-- Begin --
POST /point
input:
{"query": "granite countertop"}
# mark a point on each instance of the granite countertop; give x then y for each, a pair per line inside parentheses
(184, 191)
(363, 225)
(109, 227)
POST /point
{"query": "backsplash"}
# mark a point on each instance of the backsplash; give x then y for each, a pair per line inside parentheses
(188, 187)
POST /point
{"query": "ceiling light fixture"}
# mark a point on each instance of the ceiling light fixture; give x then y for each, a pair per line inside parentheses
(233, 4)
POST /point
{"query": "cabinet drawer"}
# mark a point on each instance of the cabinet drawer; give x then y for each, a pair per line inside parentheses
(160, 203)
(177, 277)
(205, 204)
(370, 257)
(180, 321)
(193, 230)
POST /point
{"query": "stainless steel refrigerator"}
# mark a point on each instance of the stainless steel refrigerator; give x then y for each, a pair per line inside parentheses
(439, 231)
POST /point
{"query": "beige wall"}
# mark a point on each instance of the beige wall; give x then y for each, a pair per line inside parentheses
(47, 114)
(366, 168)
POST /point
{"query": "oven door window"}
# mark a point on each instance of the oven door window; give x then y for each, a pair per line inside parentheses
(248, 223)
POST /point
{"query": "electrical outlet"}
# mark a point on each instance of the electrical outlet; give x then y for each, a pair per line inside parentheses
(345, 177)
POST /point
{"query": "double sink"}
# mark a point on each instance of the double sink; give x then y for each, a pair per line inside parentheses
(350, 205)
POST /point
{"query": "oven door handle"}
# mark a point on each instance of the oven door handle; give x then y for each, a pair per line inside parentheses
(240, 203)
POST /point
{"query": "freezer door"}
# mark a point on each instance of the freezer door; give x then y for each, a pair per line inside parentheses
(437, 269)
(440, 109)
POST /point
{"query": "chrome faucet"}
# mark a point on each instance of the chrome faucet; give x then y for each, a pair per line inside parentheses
-- End --
REQUIRED WORK
State how many lines of the listing above contain the string "light", treating uppercase and lowercase letters as distinct. Give only the number.

ANSWER TO THE PROBLEM
2